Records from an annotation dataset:
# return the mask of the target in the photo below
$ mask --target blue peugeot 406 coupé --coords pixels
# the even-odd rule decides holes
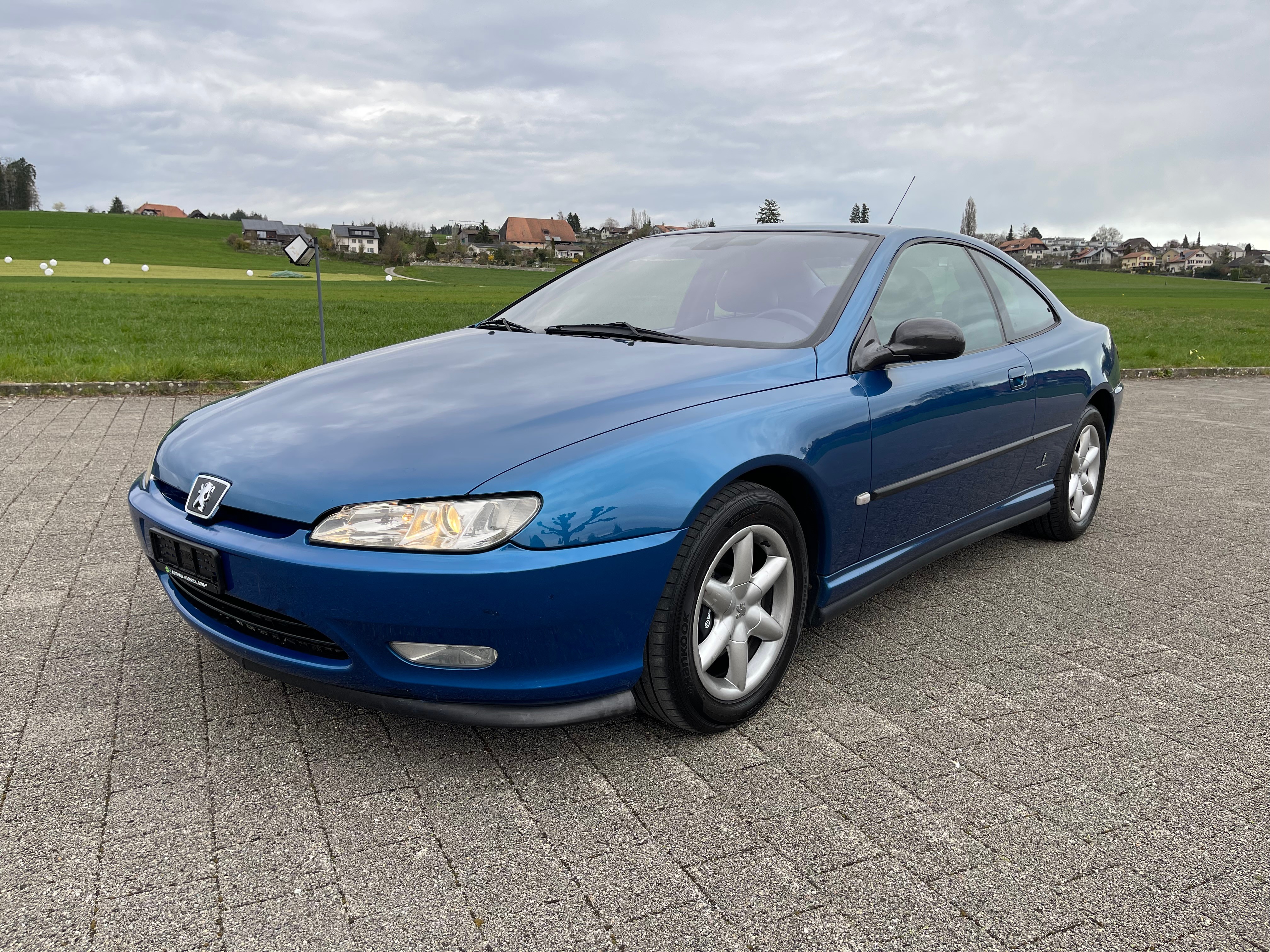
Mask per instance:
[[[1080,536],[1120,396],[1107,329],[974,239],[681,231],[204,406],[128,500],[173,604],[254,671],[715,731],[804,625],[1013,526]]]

...

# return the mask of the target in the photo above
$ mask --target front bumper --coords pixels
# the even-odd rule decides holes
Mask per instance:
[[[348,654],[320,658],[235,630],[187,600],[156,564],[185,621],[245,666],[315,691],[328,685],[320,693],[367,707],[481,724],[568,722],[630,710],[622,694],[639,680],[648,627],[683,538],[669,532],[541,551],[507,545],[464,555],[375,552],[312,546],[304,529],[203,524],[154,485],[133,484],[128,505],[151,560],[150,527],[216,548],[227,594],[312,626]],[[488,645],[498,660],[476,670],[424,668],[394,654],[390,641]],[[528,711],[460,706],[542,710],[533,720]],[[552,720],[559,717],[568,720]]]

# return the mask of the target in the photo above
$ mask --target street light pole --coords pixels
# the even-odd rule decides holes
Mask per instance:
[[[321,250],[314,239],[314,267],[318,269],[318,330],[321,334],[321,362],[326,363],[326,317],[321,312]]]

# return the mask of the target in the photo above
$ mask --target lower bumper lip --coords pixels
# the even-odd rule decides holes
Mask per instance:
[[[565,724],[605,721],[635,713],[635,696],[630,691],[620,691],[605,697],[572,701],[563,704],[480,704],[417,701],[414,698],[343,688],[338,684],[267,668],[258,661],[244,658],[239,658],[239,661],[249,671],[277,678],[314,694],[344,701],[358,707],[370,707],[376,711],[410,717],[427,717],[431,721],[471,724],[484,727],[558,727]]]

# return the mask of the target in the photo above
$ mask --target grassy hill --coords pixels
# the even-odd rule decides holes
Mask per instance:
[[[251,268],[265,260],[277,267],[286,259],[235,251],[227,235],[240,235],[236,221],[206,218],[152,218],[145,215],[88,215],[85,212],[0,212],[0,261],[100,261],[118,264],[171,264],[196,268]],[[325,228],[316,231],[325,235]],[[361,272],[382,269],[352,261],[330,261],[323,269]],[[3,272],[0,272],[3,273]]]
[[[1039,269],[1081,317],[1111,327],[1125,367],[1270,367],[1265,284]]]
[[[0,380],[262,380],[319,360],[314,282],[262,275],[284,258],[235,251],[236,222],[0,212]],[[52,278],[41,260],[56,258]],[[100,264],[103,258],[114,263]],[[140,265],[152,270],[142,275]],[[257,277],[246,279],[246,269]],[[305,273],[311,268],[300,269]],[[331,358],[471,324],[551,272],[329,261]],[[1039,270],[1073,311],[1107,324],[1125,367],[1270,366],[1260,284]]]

...

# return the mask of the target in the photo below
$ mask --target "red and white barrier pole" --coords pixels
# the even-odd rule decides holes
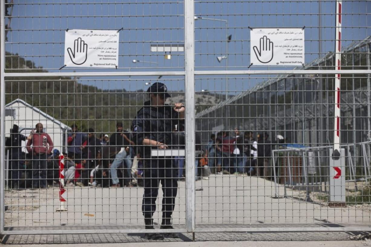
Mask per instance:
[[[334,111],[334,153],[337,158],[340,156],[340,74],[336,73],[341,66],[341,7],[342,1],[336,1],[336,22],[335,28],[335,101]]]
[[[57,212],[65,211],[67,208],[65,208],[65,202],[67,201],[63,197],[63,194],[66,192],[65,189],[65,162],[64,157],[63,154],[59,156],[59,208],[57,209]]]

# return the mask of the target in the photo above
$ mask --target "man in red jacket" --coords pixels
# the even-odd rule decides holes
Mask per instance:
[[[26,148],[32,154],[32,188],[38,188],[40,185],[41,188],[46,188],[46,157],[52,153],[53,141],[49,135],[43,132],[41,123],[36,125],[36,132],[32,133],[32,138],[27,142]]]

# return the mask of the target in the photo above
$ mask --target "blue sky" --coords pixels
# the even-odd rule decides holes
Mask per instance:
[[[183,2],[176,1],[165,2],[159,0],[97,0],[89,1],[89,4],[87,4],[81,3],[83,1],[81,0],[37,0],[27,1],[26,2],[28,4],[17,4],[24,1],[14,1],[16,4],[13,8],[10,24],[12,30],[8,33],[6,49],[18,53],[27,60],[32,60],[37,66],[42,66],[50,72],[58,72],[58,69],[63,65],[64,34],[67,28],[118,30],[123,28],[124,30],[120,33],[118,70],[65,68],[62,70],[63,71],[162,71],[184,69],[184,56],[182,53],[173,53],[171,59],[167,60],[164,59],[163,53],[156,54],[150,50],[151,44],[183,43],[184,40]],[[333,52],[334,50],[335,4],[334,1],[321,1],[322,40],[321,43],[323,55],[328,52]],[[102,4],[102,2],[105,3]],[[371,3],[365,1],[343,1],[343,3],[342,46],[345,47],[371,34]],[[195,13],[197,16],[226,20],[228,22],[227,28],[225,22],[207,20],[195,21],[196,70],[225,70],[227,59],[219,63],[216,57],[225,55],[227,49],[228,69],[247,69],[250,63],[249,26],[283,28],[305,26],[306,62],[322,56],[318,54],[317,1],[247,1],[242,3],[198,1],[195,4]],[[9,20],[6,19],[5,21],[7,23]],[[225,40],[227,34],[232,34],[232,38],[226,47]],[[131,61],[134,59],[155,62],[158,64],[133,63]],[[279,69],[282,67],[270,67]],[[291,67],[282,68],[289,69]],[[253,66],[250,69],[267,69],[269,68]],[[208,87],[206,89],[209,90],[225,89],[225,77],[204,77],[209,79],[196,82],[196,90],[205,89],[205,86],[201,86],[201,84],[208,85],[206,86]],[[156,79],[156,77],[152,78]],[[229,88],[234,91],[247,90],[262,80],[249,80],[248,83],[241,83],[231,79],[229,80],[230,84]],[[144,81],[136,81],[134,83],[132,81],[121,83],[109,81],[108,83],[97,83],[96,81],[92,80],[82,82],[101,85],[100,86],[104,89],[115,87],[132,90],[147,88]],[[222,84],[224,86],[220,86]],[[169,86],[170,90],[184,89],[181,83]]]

## WRITTEN REQUEST
Report every line of the records that contains the string "coords". Count only matches with the same uppercase and lowercase letters.

## EXERCISE OUTPUT
$ mask --target blue peugeot 406 coupé --coords pixels
$ mask --target front bumper --coords pixels
$ mask --target street light pole --coords pixels
$ mask --target lower bumper lip --coords pixels
$ mask --target grassy hill --coords pixels
$ mask --target "red and white barrier pole" --coords pixels
$ mask --target "man in red jacket" --coords pixels
$ mask --target "blue sky" --coords pixels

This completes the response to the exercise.